● What you are asked to do
Update the records below by replacing every "single dot" with "single point" and leaving everything else unchanged.

* begin *

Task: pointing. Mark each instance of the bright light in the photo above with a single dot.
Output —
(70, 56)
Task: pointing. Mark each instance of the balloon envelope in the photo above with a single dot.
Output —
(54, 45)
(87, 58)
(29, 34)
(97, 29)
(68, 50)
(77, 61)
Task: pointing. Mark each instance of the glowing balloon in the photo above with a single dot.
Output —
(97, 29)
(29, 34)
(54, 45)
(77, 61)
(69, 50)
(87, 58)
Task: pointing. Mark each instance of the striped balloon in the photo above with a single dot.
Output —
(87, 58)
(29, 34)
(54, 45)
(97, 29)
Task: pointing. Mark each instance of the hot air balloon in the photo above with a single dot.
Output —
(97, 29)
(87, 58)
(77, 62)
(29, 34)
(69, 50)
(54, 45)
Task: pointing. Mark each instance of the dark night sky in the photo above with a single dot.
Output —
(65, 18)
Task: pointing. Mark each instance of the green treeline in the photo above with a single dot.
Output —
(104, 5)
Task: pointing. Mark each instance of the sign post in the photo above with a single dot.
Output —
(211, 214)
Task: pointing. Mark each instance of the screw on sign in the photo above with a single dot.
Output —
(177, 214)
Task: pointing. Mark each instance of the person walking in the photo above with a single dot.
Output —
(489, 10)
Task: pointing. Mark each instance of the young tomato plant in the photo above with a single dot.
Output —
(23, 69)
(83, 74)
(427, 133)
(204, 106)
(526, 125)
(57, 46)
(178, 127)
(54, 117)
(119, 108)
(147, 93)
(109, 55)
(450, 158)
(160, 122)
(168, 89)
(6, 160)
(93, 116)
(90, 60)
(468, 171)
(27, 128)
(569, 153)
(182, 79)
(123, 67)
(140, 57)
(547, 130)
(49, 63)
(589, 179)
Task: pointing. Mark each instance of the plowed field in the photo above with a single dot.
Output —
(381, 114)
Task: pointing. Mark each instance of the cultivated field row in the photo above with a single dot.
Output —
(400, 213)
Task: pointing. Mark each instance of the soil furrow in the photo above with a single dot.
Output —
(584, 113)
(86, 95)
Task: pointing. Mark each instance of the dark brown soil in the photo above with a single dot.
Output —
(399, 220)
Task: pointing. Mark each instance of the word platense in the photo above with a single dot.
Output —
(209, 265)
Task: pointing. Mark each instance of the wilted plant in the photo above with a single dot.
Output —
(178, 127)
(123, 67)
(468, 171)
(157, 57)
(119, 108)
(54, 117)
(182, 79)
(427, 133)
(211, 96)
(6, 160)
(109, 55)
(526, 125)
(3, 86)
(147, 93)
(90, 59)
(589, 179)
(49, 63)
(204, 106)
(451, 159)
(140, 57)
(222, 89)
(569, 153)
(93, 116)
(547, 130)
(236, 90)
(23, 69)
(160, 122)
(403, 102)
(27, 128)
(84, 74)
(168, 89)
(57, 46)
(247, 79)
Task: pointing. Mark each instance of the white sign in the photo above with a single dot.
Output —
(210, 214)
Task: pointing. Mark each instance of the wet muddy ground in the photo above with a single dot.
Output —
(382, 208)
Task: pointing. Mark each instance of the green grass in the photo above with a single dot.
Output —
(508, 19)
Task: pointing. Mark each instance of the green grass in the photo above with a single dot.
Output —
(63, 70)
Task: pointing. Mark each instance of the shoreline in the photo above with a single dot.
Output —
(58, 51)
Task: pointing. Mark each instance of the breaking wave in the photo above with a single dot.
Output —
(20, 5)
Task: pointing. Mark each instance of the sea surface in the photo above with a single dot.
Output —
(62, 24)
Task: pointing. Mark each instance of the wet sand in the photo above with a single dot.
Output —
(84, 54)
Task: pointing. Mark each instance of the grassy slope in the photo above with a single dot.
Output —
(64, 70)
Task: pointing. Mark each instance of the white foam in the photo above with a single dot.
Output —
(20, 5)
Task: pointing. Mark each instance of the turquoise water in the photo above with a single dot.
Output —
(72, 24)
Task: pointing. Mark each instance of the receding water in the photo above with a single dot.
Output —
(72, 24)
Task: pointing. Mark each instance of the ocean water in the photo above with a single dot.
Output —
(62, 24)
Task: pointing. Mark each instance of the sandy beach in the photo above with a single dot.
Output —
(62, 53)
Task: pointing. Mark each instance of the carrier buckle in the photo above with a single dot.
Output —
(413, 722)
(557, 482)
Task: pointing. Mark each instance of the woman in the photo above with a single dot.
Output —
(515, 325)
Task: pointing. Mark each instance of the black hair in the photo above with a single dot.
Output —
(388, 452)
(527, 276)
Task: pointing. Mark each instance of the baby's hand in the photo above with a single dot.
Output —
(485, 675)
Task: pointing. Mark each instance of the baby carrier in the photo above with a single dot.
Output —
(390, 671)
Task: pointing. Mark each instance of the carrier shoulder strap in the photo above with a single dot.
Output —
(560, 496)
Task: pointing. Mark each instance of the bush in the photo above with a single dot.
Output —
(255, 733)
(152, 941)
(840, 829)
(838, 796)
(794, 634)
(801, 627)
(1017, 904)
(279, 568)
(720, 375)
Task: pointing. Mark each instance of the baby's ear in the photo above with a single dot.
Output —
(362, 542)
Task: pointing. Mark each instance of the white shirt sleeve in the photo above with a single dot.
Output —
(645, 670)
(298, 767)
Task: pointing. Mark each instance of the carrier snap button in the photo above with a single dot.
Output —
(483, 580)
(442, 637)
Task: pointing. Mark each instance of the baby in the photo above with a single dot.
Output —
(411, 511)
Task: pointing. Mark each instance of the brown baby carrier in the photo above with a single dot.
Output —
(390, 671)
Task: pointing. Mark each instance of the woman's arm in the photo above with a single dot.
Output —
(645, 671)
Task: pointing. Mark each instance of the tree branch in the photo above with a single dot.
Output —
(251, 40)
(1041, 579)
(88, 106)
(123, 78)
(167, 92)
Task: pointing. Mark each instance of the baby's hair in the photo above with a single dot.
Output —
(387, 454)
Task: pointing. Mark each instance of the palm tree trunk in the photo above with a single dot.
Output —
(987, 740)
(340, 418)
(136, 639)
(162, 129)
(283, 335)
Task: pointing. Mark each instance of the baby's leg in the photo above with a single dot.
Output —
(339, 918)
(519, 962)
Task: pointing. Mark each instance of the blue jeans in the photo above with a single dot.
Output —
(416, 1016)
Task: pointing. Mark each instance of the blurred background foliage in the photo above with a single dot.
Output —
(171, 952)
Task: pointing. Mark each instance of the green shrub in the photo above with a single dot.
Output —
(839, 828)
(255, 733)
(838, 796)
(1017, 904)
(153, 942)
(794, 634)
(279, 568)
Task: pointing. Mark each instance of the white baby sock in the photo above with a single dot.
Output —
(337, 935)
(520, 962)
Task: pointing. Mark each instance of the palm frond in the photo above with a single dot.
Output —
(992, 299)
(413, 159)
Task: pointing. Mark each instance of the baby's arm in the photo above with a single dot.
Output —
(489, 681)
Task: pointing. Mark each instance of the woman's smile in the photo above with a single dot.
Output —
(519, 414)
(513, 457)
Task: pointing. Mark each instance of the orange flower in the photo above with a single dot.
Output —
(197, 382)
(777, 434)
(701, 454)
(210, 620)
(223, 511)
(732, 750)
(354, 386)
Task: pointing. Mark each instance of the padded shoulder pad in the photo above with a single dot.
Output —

* end *

● Written reply
Task: pointing. Mark each instance of the bright light in the photo above with a single point.
Output —
(70, 56)
Task: pointing. Mark each instance of the balloon envelope in the photo above with a single point.
Output —
(54, 45)
(87, 58)
(29, 34)
(97, 29)
(68, 50)
(77, 61)
Task: pointing. Mark each instance of the glowing balloon in the photo above with a single point.
Output —
(97, 29)
(29, 34)
(54, 45)
(77, 61)
(69, 50)
(87, 58)
Task: pointing. Mark each instance of the striped balloon in the photo above with a single point.
Output —
(87, 58)
(29, 34)
(54, 45)
(97, 29)
Task: pointing. Mark each instance of the hot air balloon in the photo above with a single point.
Output —
(97, 29)
(87, 58)
(77, 62)
(29, 34)
(69, 50)
(54, 45)
Task: pointing. Mark each instance of the dark night sky in the photo above with a single point.
Output —
(65, 18)
Task: pointing. Mark each instance of the green treeline in the photo above with a single point.
Output —
(104, 5)
Task: pointing. Mark each instance of the sign post in the photo above with a single point.
Output —
(211, 214)
Task: pointing. Mark each instance of the screw on sign in the photo above with a single point.
Output —
(177, 214)
Task: pointing. Mark each instance of the person walking in the photo above with a single point.
Output —
(489, 10)
Task: pointing. Mark each instance of the young tomato plant in the photo above with a single point.
Output —
(23, 69)
(83, 74)
(427, 133)
(204, 106)
(526, 125)
(57, 46)
(178, 127)
(54, 117)
(119, 108)
(147, 93)
(109, 55)
(450, 158)
(160, 122)
(168, 89)
(6, 160)
(93, 116)
(90, 60)
(468, 171)
(27, 128)
(569, 153)
(182, 79)
(123, 67)
(140, 57)
(547, 130)
(49, 63)
(589, 179)
Task: pointing. Mark each instance of the plowed field in the photo above with a single point.
Output —
(381, 114)
Task: pointing. Mark each instance of the cultivated field row in the photo above with a single point.
Output —
(400, 213)
Task: pointing. Mark each instance of the soil furrow in the photo above with a single point.
Output —
(584, 113)
(86, 95)
Task: pointing. Mark each instance of the dark brown soil in the photo above with a single point.
Output —
(399, 220)
Task: pointing. Mark each instance of the word platense in the photo above with a single point.
Output —
(209, 265)
Task: pointing. Mark each instance of the wilted plant in the photo above with a single point.
Output —
(178, 127)
(123, 67)
(468, 171)
(157, 57)
(119, 108)
(54, 117)
(182, 79)
(427, 133)
(211, 96)
(6, 160)
(109, 55)
(526, 125)
(3, 86)
(147, 93)
(90, 59)
(589, 179)
(49, 63)
(204, 106)
(451, 159)
(140, 57)
(222, 89)
(569, 153)
(93, 116)
(547, 130)
(236, 90)
(23, 69)
(160, 122)
(403, 102)
(27, 128)
(84, 74)
(168, 89)
(57, 46)
(247, 79)
Task: pointing. Mark each instance of the white sign in the photo above with a single point.
Output —
(210, 214)
Task: pointing. Mark each instance of the wet muddy ground in the photo above with a single point.
Output —
(382, 208)
Task: pointing. Mark each instance of the green grass in the photo above with a single point.
Output —
(508, 19)
Task: pointing. Mark each instance of the green grass in the photo above with a single point.
Output —
(63, 70)
Task: pointing. Mark each instance of the shoreline in the photo above with a single point.
Output —
(58, 51)
Task: pointing. Mark each instance of the breaking wave in the photo above with a single point.
Output —
(20, 5)
Task: pointing. Mark each instance of the sea surface in the photo above with a single point.
Output —
(62, 24)
Task: pointing. Mark each instance of the wet sand in the photo above with a single point.
Output —
(84, 54)
Task: pointing. Mark each instance of the grassy slope in the photo above with a single point.
Output —
(64, 70)
Task: pointing. Mark each instance of the white foam in the photo above with a single point.
Output —
(20, 5)
Task: pointing. Mark each instance of the turquoise water in the photo above with a single point.
Output —
(72, 24)
Task: pointing. Mark each instance of the receding water in the photo above with a single point.
Output —
(72, 24)
Task: pointing. Mark each instance of the ocean water in the photo above with a single point.
Output —
(62, 24)
Task: pointing. Mark each instance of the sandy beach in the photo above with a single point.
Output —
(62, 53)
Task: pointing. Mark each instance of the carrier buckle in the photo above with a single point.
Output —
(413, 722)
(557, 482)
Task: pointing. Mark each instance of the woman in the photo above with a single point.
Output —
(515, 325)
Task: pointing. Mark each instance of the black hair in the photo above with a single point.
Output —
(388, 452)
(527, 276)
Task: pointing. Mark each instance of the baby's hand in the photo above with a single point.
Output —
(485, 675)
Task: pointing. Mark each instance of the baby carrier in the photo above with a single point.
Output —
(390, 671)
Task: pointing. Mark each instance of the carrier shoulder strap in the photo above with a single point.
Output —
(560, 496)
Task: pointing. Mark each instance of the bush in the photo above with a single point.
Output —
(255, 733)
(152, 941)
(840, 829)
(838, 796)
(794, 634)
(801, 627)
(1017, 904)
(279, 568)
(720, 375)
Task: pointing. Mark each instance of the baby's ear in the photo above with a single point.
Output —
(362, 542)
Task: pointing. Mark each instance of the white shirt sleeve in the photo above with a single point.
Output —
(645, 670)
(298, 767)
Task: pointing. Mark each instance of the carrier snap button in the photo above with a single point.
Output —
(483, 580)
(442, 637)
Task: pointing. Mark each instance of the baby in the photo above with a single point.
Output —
(411, 511)
Task: pointing. Mark each instance of the brown baby carrier in the photo above with a single point.
Output —
(390, 671)
Task: pointing. Mark each instance of the woman's arm in the photo above with a single point.
Output —
(645, 671)
Task: pointing. Mark each instance of the tree branch in the photo above with a single point.
Output —
(251, 40)
(1041, 579)
(88, 106)
(123, 78)
(167, 92)
Task: pointing. Mark each instance of the baby's hair in the photo above with a single point.
Output —
(387, 454)
Task: pointing. Mark each instance of the palm tree trunk in the photo above with a single point.
Output —
(987, 740)
(340, 418)
(136, 639)
(162, 129)
(283, 335)
Task: pointing. Mark each instance of the baby's leg in the photo above with a single point.
Output —
(339, 918)
(519, 962)
Task: pointing. Mark each instance of the blue jeans in the photo above with a single point.
Output —
(416, 1016)
Task: pointing. Mark each instance of the blurred background foliage in the photo above with a single point.
Output —
(171, 952)
Task: pointing. Mark each instance of the green shrub in the photo above with a single point.
Output —
(839, 828)
(255, 733)
(838, 796)
(1017, 904)
(153, 942)
(794, 634)
(279, 568)
Task: pointing. Mark each instance of the white baby sock in the photo above with a single point.
Output —
(337, 935)
(520, 962)
Task: pointing. Mark each instance of the palm frond in the photo above with a single point.
Output —
(992, 299)
(413, 159)
Task: pointing. Mark each instance of the baby's arm in the photo above with a single point.
Output —
(489, 681)
Task: pointing. Mark each instance of the woman's smile in the photo above with a single point.
Output —
(519, 414)
(513, 457)
Task: pointing. Mark each instance of the orange flower in the photo above with a single point.
Output —
(197, 382)
(777, 434)
(701, 454)
(210, 620)
(223, 511)
(732, 750)
(354, 386)
Task: pointing. Mark each instance of the padded shoulder pad in the photo above with a single point.
Output —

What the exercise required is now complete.